### DESCRIPCIÓN DEL PROBLEMA
¿Podrías transcribir literalmente, del relato familiar sobre el 2001, todo lo que va desde "Mis recuerdos son" hasta "se puede estudiar."?

### SECCIÓN DEL DOCUMENTO
┄┄┄┄┄┄┄┄┄┄

Le pregunto a mis viejos, en un intento de reconstruir la memoria, qué moneda era la que corría en ese año. Me responden que el trueque primero y el peso después.

Mis recuerdos son los de mi familia y en cierta medida no me pertenecen; tuve la suerte de crecer bajo otro modelo económico y social que el de mis hermanxs mayores que, entre otros recuerdos, relatan que debían hacer la tarea de la escuela, sí o sí, antes de las seis de la tarde: en el Sur oscurece un poco más temprano que en el epicentro de las disputas y sin luz no se puede estudiar.

Hablando con mis viejos, les consulto cómo fue el 2001 más allá (antes) de diciembre y me contestan que “pasó de todo”. Mencionan el blindaje de De la Rúa, hago una búsqueda rápida en Google y visualizo que fue en diciembre del 2000. Para muchos, entre ellos mis viejos, el 2001 fue un periodo más allá del calendario gregoriano que se extiende desde 1996, con la Reforma de Flexibilización laboral, hasta el 2003 con el comienzo de la recuperación de los salarios. 

Jorge, mi papá, trabajaba paleando cebada en una maltería perteneciente a un grupo multinacional; durante diez años, desde 1993 hasta 2003, cobró $654. Con esa plata, iba con mi hermana mayor, de seis años, a comprar botellitas de Coca-Cola y Yogurísimos: eran los gustos de una familia empobrecida por el neoliberalismo. Durante ese período, había que buscar maneras de llevar comida al rancho familiar: mi vieja, Patricia, criaba a mis hermanxs mayores y se ocupaba de las tareas de cuidado, mientras que Jorge cortaba leña para que, a modo de trueque, le pagaran con leña para los inviernos a salamandra. ¿La luz? A veces no se podía pagar. Trabajaba en un supermercado que le pertenecía, también, a la fábrica maltera lavando papas y embolsándolas; en total, laburaba doce horas diarias. A esto le sumaba changas varias: dar una mano en el campo de algún conocido con remuneración de un cordero o chivito; salir a pescar. “Yo hacía eso, algunos compañeros hacían otras cosas; laburábamos para pagar la mercadería”, me remarca mientras lo miro a través de la pantalla del celular. Mi familia sigue viviendo en Puan.

┄┄┄┄┄┄┄┄┄┄

### EXTRACTO DE DATOS
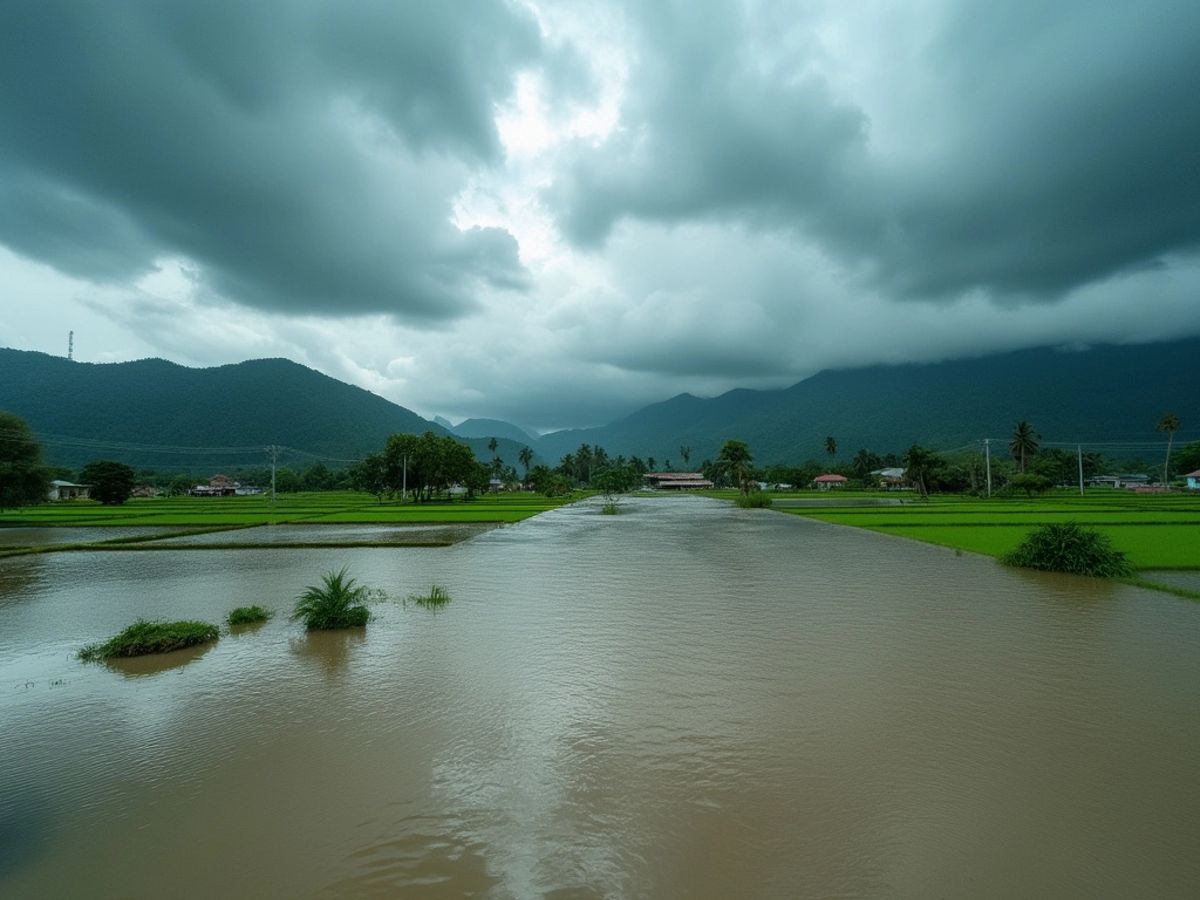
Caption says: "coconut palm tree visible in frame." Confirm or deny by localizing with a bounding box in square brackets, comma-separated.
[1154, 413, 1180, 485]
[716, 440, 754, 493]
[1008, 419, 1042, 475]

┄┄┄┄┄┄┄┄┄┄

### RESPUESTA
Mis recuerdos son los de mi familia y en cierta medida no me pertenecen; tuve la suerte de crecer bajo otro modelo económico y social que el de mis hermanxs mayores que, entre otros recuerdos, relatan que debían hacer la tarea de la escuela, sí o sí, antes de las seis de la tarde: en el Sur oscurece un poco más temprano que en el epicentro de las disputas y sin luz no se puede estudiar.